Excerpt:
##########

People buy organic foods for lots of reasons: They are produced without chemical fertilizers and pesticides and (in the case of animal products) without hormones and antibiotics. But a 100% organic diet may not be possible. So people often ask me which foods are most important to buy organic. Here’s my short list, in order of priority:
Fruits and Vegetables
Of all food types, pesticide residues are most common in fruits and vegetables. According to the FDA’s most recent (2007) Pesticide Monitoring Program Report, pesticides were detected in slightly over a third of all fruits and vegetables (domestic and imported) tested.
You’re probably familiar with the Environmental Working Group’s list of the Dirty Dozen–12 commonly eaten fruits and vegetables with the highest pesticide residues. I talked about the Dirty Dozen in my podcast on getting the biggest bang for your organic dollar.
In addition to watching out for the Dirty Dozen, you also want to check produce for its Country of Origin labeling. Be wary of products coming from Guatemala, Peru, Dominican Republic, India, and China. These countries have been put on a watch list because a high percentage of the produce coming into U.S. stores from had pesticide levels in violation of standards.
Of imported produce, berries were the most likely crop to have pesticide levels in excess of allowable standards. Two-thirds of the imported berry samples taken from U.S. grocery stores were in violation. Of domestically grown fruits and vegetables, celery, radishes, pears, and apricots are most likely to have pesticide residues in violation of EPA standards. Over half of all celery tested was in violation.
Grains and grain products are the next most likely source of pesticide exposure. Pesticide residues were found in about 29% of the domestically produced non-organic grain products sampled by the FDA. Interestingly, imported grains were only half as likely to be contaminated. But none of the grain products sampled contained levels of pesticides that were in violation of the FDA’s allowable limits.
About 15% of domestically harvested fish and about 13% of imported fish had detectable pesticide residues.

##########

Extracted records:
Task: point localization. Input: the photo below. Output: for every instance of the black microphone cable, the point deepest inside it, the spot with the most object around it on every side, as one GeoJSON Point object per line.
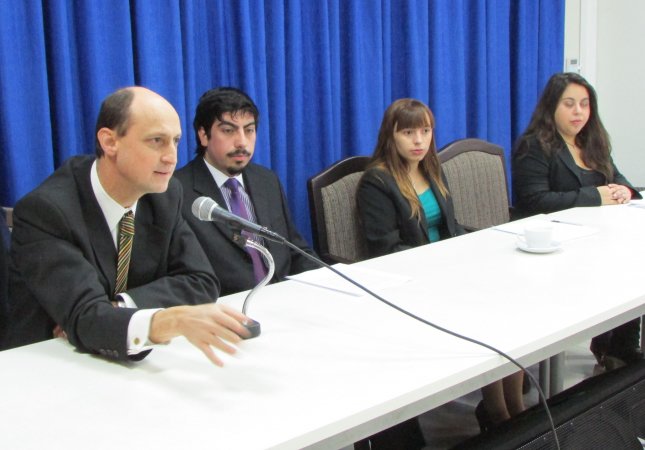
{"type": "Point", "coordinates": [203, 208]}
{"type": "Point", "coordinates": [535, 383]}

##########

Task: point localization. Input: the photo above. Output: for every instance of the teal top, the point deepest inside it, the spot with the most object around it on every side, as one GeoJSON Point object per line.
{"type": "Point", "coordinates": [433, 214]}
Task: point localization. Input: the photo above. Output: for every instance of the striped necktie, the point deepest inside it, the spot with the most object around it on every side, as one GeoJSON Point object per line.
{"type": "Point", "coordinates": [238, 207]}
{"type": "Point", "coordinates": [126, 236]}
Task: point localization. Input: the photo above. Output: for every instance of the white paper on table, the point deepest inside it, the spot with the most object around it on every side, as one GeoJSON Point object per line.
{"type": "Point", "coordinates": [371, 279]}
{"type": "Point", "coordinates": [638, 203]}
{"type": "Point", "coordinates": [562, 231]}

##########

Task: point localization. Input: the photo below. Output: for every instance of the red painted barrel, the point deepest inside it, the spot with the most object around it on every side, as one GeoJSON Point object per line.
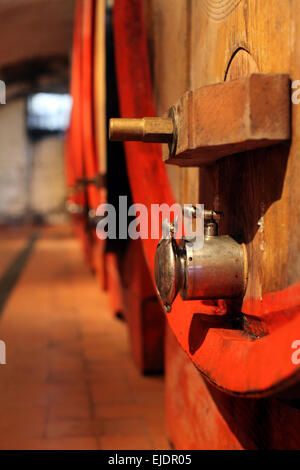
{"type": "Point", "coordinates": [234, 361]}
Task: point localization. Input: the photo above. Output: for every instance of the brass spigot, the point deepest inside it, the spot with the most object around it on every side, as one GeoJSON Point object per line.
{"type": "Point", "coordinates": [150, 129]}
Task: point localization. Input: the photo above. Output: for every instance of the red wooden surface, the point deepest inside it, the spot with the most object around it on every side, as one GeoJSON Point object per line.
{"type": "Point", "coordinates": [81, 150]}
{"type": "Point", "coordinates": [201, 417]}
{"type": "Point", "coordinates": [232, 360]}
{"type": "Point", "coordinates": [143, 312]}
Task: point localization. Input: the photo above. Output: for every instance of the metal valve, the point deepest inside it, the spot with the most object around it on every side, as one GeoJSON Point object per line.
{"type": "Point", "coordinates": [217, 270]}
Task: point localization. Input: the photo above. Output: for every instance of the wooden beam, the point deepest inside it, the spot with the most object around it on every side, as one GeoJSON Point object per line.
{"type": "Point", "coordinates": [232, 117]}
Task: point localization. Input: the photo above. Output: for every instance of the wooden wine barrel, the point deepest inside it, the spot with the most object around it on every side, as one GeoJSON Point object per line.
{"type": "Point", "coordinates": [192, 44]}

##########

Exercise set:
1) Answer these questions using the article on buying organic.
(a) In the FDA's 2007 report, what share of the fruits and vegetables tested had detectable pesticides?
(b) What fraction of the imported berry samples were in violation?
(c) What percentage of imported fish had detectable pesticide residues?
2) Rewrite the article on buying organic from "You’re probably familiar" through "your organic dollar.", inclusive, and change "podcast" to "episode".
The rows come from a different source than the article on buying organic.

Exercise results:
1)
(a) Slightly over a third
(b) Two-thirds
(c) About 13%

2)
You’re probably familiar with the Environmental Working Group’s list of the Dirty Dozen–12 commonly eaten fruits and vegetables with the highest pesticide residues. I talked about the Dirty Dozen in my episode on getting the biggest bang for your organic dollar.